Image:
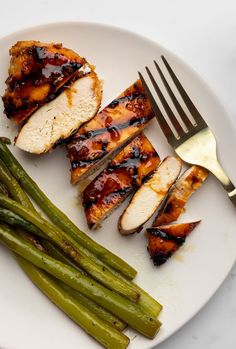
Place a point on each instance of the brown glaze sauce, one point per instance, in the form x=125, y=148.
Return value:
x=125, y=172
x=45, y=74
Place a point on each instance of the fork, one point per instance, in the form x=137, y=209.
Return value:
x=196, y=144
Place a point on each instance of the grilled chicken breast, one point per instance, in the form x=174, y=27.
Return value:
x=58, y=119
x=186, y=185
x=149, y=196
x=124, y=173
x=37, y=71
x=109, y=130
x=164, y=240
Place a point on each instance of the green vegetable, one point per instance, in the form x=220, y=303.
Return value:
x=12, y=218
x=103, y=332
x=86, y=302
x=13, y=186
x=72, y=248
x=59, y=218
x=127, y=311
x=96, y=309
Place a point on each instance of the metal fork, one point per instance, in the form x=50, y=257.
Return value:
x=195, y=145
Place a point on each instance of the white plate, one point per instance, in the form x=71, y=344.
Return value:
x=186, y=282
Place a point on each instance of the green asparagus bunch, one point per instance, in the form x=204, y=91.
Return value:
x=89, y=283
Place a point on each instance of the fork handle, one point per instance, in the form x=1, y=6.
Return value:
x=220, y=174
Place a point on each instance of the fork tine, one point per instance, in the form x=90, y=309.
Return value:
x=191, y=107
x=160, y=117
x=166, y=106
x=180, y=110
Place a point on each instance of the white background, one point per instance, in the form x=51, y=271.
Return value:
x=203, y=33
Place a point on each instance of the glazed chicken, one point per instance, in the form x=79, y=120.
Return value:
x=149, y=196
x=186, y=185
x=163, y=241
x=124, y=174
x=108, y=131
x=60, y=118
x=36, y=74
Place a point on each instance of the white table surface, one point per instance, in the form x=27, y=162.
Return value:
x=203, y=33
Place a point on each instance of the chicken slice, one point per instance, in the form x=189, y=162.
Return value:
x=186, y=185
x=149, y=196
x=124, y=174
x=37, y=71
x=108, y=131
x=58, y=119
x=164, y=240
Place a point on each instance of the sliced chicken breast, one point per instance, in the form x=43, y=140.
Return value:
x=124, y=174
x=60, y=118
x=164, y=240
x=186, y=185
x=149, y=196
x=109, y=131
x=36, y=73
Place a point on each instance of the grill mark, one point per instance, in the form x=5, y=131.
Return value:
x=123, y=99
x=133, y=122
x=118, y=192
x=160, y=258
x=165, y=236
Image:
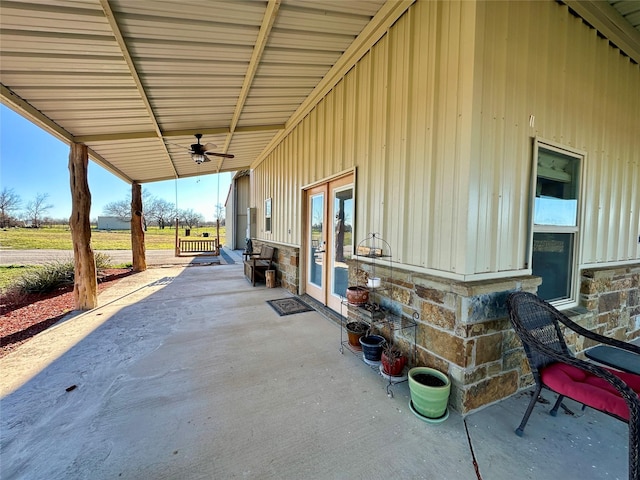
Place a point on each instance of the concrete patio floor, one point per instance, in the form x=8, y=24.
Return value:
x=187, y=373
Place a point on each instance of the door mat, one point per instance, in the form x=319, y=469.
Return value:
x=289, y=306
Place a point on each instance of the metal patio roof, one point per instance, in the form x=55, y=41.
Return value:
x=134, y=80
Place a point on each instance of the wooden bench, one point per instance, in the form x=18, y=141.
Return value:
x=257, y=265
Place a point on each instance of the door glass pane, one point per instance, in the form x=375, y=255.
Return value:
x=552, y=260
x=316, y=243
x=556, y=201
x=342, y=238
-=-=-=-=-
### Exercise goal
Duplicate the lines between the line holding "Place a point on each instance of the green vegetable, one" and the line holding "x=186, y=282", inclusive.

### Answer to this exercise
Place a point on each instance of the green vegetable, one point per instance, in the form x=220, y=303.
Return value:
x=12, y=218
x=103, y=332
x=86, y=302
x=13, y=186
x=72, y=248
x=59, y=218
x=127, y=311
x=96, y=309
Place a point on each instance of the metal fork, one point per instance, in the form x=50, y=257.
Return value:
x=195, y=145
Place a point on each instance of the white plate, one point per instance, in the form x=71, y=344.
Return value:
x=186, y=282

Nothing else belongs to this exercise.